What is needed
The expected output is every record below, transcribed exactly, with the pictures left out.

Input for this task
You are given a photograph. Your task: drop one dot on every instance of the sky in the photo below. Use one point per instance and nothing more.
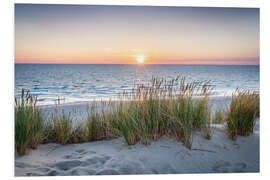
(88, 34)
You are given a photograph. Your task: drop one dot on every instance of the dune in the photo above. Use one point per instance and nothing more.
(165, 156)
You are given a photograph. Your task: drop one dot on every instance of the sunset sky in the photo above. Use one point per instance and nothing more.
(87, 34)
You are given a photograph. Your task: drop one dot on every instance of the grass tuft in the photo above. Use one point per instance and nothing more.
(28, 123)
(242, 114)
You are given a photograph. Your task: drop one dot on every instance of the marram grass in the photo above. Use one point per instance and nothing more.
(173, 108)
(242, 114)
(29, 123)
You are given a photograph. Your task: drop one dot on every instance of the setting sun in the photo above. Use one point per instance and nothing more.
(140, 59)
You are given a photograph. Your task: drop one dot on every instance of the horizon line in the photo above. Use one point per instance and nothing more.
(138, 64)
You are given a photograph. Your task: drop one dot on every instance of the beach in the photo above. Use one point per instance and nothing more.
(164, 156)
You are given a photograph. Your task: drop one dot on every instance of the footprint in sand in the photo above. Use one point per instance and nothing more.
(67, 165)
(227, 167)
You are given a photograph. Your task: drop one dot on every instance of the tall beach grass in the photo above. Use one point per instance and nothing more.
(29, 123)
(242, 113)
(175, 108)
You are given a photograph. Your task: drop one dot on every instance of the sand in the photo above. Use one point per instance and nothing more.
(165, 156)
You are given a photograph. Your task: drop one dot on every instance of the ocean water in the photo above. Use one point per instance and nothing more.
(85, 82)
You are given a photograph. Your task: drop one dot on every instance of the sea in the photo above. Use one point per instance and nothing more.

Task response
You are given a photograph. Your task: drop one dot on every instance of the sky in the photo below. Use one point per instance and nothing more.
(88, 34)
You are given a photograph. Your task: drop one dot on every instance of the dune in the photo above. Use one point per instance and nothing more.
(165, 156)
You are given a photograph. Your task: drop one dot on every instance of the sunset sky in the photo above. Use one point per instance and nothing more.
(87, 34)
You are given a photograph. Your task: drop one dot on every instance of the grass tuft in the photo above. Use one point per instance and nothing more.
(28, 123)
(242, 114)
You are given a photograph. Your task: drop one dot on every instance of the marram grass in the photo above. Use one point per instance and nothing more.
(173, 108)
(242, 114)
(29, 123)
You are given a photograph. Your task: drop one dot on every instance of the setting sun in the photo above. Use one point per instance and nothing more.
(140, 59)
You are given a photograph. Your task: drop one dot on every instance of the horizon line in the photo above. Use one point per instance and nothing more.
(138, 64)
You are given a photograph. Your task: drop one dot on every instance of the beach in the photo above. Use one point per instance and nothing more.
(164, 156)
You are given a photograph. Your task: drop one dot on every instance of the footprint in sand in the photo above. Use one point per instance and nothing more.
(67, 165)
(227, 167)
You are given a photograph. Your task: drop one dot on every instance of the tall beach grass in the photo above. Use one point per instance and nothing more.
(29, 123)
(242, 113)
(175, 108)
You are given a photograph. Your task: drop one dot on every instance of the sand in the photo above. Use one point per instance and nothing more.
(165, 156)
You are given a photograph. Your task: drop one dot on every instance of the ocean water in the photo above. Use one point per instance and nothing more.
(85, 82)
You are given a photograph. Your task: drop one dot on every instance of the sea in the photo above. Use one point per instance and nothing more.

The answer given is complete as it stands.